● Requirements
Reproduce all of the items below, substituting "one line" for every occurrence of "single line" and changing nothing else. Omit the pictures.

● Materials provided

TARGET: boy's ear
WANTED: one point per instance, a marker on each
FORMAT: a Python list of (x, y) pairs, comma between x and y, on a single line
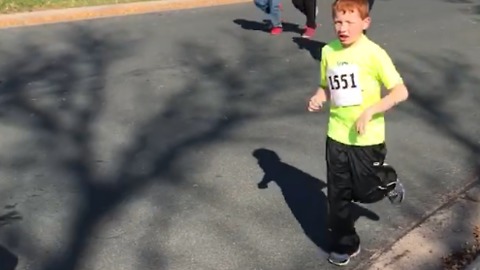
[(366, 23)]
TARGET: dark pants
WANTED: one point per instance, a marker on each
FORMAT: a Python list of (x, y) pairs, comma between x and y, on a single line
[(308, 8), (351, 175)]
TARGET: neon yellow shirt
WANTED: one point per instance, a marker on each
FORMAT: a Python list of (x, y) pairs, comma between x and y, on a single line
[(354, 77)]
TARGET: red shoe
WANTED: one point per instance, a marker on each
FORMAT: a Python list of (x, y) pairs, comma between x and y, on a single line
[(309, 32), (276, 30)]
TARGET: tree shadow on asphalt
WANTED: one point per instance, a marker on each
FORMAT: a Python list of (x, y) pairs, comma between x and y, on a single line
[(263, 26), (59, 100), (9, 217), (303, 195), (8, 260), (312, 46)]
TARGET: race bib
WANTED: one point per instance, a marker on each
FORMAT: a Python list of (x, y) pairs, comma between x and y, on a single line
[(343, 82)]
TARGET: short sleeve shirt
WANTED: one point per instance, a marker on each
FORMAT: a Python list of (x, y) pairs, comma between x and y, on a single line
[(354, 77)]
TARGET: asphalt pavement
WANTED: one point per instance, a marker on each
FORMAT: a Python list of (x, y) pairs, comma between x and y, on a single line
[(128, 142)]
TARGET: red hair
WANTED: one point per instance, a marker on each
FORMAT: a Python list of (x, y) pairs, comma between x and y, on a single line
[(344, 6)]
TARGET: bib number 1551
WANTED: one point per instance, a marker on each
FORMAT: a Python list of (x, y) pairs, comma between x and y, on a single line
[(342, 82)]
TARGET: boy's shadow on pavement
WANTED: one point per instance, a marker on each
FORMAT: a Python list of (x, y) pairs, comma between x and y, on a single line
[(314, 47), (303, 195), (262, 26)]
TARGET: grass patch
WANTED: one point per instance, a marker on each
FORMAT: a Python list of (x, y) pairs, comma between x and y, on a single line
[(12, 6)]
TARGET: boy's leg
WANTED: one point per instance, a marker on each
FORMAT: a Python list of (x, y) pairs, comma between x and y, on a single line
[(275, 13), (370, 4), (298, 4), (345, 240), (371, 172), (263, 5), (310, 12)]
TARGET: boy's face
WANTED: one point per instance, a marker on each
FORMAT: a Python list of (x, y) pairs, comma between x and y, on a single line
[(349, 26)]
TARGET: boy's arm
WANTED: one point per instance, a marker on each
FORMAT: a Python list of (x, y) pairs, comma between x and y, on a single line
[(323, 86), (392, 80), (397, 94), (322, 94)]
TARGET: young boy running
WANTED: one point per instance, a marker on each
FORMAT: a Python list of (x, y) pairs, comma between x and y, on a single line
[(353, 68)]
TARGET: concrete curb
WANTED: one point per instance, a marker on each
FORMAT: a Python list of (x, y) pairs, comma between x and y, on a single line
[(95, 12)]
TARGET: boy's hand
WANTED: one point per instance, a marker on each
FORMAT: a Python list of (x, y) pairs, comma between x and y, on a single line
[(316, 102), (363, 120)]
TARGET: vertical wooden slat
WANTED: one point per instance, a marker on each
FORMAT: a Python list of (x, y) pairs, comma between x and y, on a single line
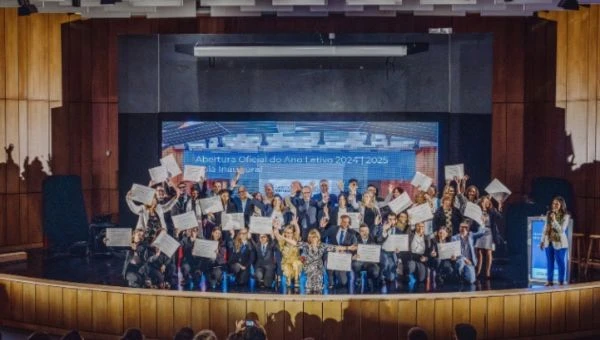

● Answer for this exercise
TARGET: boy's ear
WANTED: one point per instance, a marker on each
FORMAT: a Python list of (x, y) pairs, comma between x and y, on a one line
[(366, 23)]
TARGET: dark pants
WANTED: one point per instance, a marker on each
FORMAT: a Python list of (x, y) pairs, comma between x and y, on a one line
[(308, 8), (351, 175)]
TARGET: neon yellow shirt
WANTED: one point per instance, a marker on each
FORMAT: a Python list of (x, y) pairs, comma between x and y, on a one line
[(354, 77)]
TARGET: red shoe
WANTED: one point per instance, a marker on each
FORMAT: a Python list of (x, y) pairs, comma between x and y, on a one line
[(309, 32), (276, 30)]
TARGET: tree shadow on asphalt
WANTED: one point per instance, a marker on each
FORMAT: a Python list of (x, y) pairs, comma between x and y, on a one line
[(263, 26), (59, 100), (9, 217), (303, 195), (8, 260), (312, 46)]
TARGET: race bib
WANTED: one point per instance, a marker on each
FORMAT: a Python list of (x, y) pairs, comma between x and y, on a one line
[(343, 82)]
TARGET: short sleeve shirt
WANTED: one point per instance, a marker on each
FORMAT: a Python list of (x, y) pairs, comma between x and y, on a one line
[(354, 77)]
TARGET: asphalt pavement
WANTED: one point per instance, a marker on each
FORMAT: a Python list of (x, y) pairs, comma between x and y, on a one line
[(128, 142)]
TARGET: red hair
WANTED: one point per instance, a marker on each
FORMAT: a Python list of (x, y) pairs, comma between x and y, on a one line
[(344, 6)]
TARGET: bib number 1551
WANTED: one point per instance, a marker on each
FORMAT: a Python list of (x, y) pairs, comma between x and y, on a one line
[(342, 82)]
TARGET: boy's shadow on pavement
WANTED: one point per instance, a marker on each
FORMAT: a Python list of (x, y) pairs, comma between x and y, on a one line
[(314, 47), (303, 195), (262, 26)]
TARGET: grass patch
WANTED: one point per instance, a marker on each
FORMAT: a Python list of (x, y) pairs, comma between x and y, on a one line
[(12, 6)]
TARGET: boy's leg
WANTED: one point per instance, a marker on each
FORMAT: a Python list of (x, y) pairs, comma between x and y, on a one line
[(275, 13), (370, 4), (298, 4), (345, 240), (371, 172), (263, 5), (310, 12)]
TARGET: boy's face
WANTED: one point per instance, a marker on each
FORMAT: a Python list of (x, y) pairs, comma between x and y, on a one line
[(349, 26)]
TARGET: boy's arm
WANTED: one point per instance, a marker on each
FORMAT: a Python list of (x, y) pairs, comma between x and y, on a one line
[(323, 86), (392, 80), (397, 94), (322, 94)]
TARGET: young boy running
WANTED: one point per instance, a marker on each
FORMAT: a Python list of (x, y) pairs, comma between x and y, on a one line
[(353, 68)]
TARGET: concrete curb
WANTED: one point per instance, a marker on each
FORMAT: a Python list of (x, y) pairs, comma between x and y, on a one line
[(95, 12)]
TARGET: boy's hand
WANTED: one point per instance, a marker on each
FORMAT: a Python list of (x, y) pairs, comma between x and y, on a one line
[(316, 102), (363, 120)]
TARGET: vertical wooden slat
WANTED: one point per instance, a marker on each
FORMAT: a Python list of (x, y) pairs, comma between x and y, on a one line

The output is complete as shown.